**Provided data:**
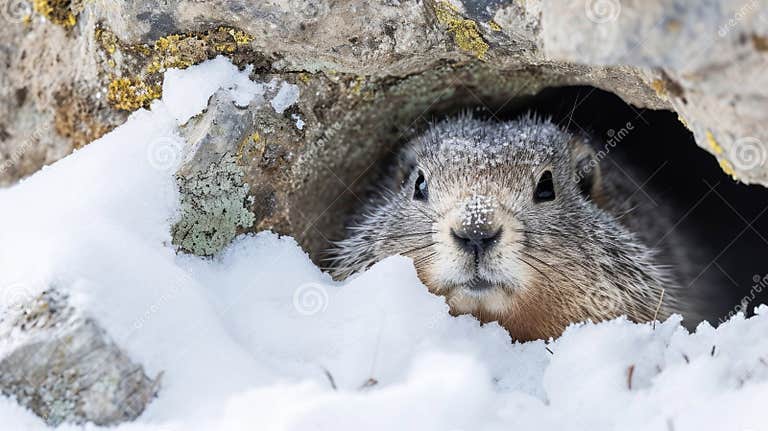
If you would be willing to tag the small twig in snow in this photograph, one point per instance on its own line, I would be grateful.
(658, 307)
(330, 378)
(368, 384)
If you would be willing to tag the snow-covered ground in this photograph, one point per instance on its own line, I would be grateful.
(258, 338)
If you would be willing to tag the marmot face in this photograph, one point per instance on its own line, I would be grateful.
(507, 221)
(482, 190)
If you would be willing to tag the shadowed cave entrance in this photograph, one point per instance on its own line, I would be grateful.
(727, 217)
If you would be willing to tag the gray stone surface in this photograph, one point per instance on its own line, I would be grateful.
(64, 367)
(368, 73)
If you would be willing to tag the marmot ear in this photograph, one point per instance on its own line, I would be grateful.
(586, 166)
(406, 163)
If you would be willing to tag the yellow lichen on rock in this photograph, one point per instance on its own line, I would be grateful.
(726, 166)
(716, 148)
(465, 31)
(131, 93)
(249, 147)
(147, 62)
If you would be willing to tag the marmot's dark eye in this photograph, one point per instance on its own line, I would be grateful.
(420, 189)
(545, 189)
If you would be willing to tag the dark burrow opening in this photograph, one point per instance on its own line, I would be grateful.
(727, 217)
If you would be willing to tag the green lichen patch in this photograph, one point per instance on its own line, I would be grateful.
(214, 205)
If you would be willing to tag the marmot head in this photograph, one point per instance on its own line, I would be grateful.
(504, 219)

**Stated task:**
Transcribe exactly the line containing "If you would be willing to tag the marmot ear" and all remaining lines of the material, ending with the last one.

**Output below:**
If you would be willing to tag the marmot ear in this photograph, one point per instance on its own line, I would be grateful.
(586, 166)
(406, 163)
If you would be willing to tag the yellow lichen on rock in this photograph, one point per instance on its own line, I would be grateful.
(726, 166)
(716, 148)
(465, 31)
(131, 93)
(249, 147)
(147, 62)
If you would be willing to tag the marmot's dark eye in this photograph, one point per instance on its own line, I would be grateful.
(420, 189)
(545, 189)
If you would be willing to tag the dark burrow opening in this photograph, one point per instance on its own line, I would be grateful.
(727, 217)
If you would be willing to tag the green lichen patch in this photograph, one point per instance on its own line, I would be grateful.
(214, 205)
If you would be willing to tag the marmot head in this photograph, one point per instance on its own line, I would be grateful.
(504, 219)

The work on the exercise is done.